SOURCE DOCUMENT:

###

Program: GN-2012B-Q-38

Title:Titan's Methane Weather post-Equinox: \\ Seasonal climate change and large storm systems (North)
PI:Henry Roe
Co-I(s): Michael Brown, Emily Schaller, Chadwick A Trujillo

Abstract

Titan's troposphere hosts a methane-based meteorology in direct analogy to Earth's water-based meteorology. Titan's atmosphere is a dynamic system with significant weather events regularly occurring on top of the backdrop of dramatic seasonal changes. The combination of Titan's long year (30 Earth years) with significant weather events occurring on timescales of a few days is a challenge to observing programs and spacecraft to acquire the data necessary to understand the complex seasonal cycles. We have assembled a network of ground-based telescopes to study Titan's weather, from small telescope photometry to spatially resolved imaging with ToO observations on Gemini. Observing Titan's clouds requires only a small amount (15-25 min) of large (8-10 meter) adaptive optics telescope time and queued Gemini observations are uniquely suited to this program. As Titan's northern spring progresses (equinox was in August 2009), continued observations are required to monitor the advance of the planetary scale monsoon and identify and characterize large storm systems as they emerge.

###

ACTION ITEM: According to the observing proposal, when was Titan's equinox? This material has no connection to the observing proposal.

(Records from a collection)
###

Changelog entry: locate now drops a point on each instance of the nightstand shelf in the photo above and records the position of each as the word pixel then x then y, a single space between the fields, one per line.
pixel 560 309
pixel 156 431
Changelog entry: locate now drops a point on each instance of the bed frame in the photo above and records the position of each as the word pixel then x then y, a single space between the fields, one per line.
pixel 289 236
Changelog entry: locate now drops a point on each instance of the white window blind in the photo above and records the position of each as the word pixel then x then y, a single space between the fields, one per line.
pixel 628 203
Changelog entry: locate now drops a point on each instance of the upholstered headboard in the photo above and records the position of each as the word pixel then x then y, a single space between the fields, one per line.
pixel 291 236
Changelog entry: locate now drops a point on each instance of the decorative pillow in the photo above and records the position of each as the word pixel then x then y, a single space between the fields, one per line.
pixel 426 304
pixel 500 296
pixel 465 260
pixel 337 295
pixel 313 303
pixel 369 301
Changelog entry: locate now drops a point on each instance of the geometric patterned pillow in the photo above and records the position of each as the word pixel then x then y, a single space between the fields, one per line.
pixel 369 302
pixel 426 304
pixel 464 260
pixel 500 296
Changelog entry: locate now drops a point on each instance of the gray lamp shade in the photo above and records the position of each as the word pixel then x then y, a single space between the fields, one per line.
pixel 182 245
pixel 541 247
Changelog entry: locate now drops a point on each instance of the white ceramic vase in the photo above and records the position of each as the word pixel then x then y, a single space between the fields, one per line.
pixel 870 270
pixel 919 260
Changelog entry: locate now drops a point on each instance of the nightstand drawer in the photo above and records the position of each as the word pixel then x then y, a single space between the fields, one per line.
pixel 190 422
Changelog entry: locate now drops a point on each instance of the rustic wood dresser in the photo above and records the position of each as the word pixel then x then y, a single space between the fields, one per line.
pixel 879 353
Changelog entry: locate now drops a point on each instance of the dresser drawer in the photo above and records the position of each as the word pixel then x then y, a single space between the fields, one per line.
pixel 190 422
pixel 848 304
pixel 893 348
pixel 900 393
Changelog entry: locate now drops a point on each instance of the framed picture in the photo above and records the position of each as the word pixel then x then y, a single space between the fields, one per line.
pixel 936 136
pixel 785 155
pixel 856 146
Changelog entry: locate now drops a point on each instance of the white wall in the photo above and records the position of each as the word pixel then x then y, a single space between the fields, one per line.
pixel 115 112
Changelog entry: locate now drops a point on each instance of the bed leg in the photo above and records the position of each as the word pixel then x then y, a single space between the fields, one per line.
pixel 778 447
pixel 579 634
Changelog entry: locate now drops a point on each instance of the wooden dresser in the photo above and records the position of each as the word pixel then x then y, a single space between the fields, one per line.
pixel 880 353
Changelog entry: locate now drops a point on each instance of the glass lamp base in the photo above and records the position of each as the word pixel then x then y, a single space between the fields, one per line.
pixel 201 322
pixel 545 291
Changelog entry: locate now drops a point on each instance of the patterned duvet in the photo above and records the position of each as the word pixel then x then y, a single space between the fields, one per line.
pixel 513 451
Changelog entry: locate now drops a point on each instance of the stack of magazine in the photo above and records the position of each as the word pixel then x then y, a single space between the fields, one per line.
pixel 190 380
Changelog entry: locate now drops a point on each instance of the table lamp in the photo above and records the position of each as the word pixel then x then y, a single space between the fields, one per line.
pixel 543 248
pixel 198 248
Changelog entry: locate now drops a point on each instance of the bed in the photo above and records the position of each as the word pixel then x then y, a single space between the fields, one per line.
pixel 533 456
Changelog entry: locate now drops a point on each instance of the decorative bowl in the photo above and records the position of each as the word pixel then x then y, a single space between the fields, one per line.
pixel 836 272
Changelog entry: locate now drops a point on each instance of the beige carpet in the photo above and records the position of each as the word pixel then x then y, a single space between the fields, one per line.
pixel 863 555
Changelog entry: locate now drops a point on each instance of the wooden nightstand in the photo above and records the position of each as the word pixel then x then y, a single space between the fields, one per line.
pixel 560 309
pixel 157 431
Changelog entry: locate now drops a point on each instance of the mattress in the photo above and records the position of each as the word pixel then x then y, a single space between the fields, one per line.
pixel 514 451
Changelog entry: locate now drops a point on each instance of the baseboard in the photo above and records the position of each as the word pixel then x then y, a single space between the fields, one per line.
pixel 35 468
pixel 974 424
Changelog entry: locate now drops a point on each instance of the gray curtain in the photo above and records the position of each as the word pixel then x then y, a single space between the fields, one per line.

###

OUTPUT FOR THIS EXERCISE: August 2009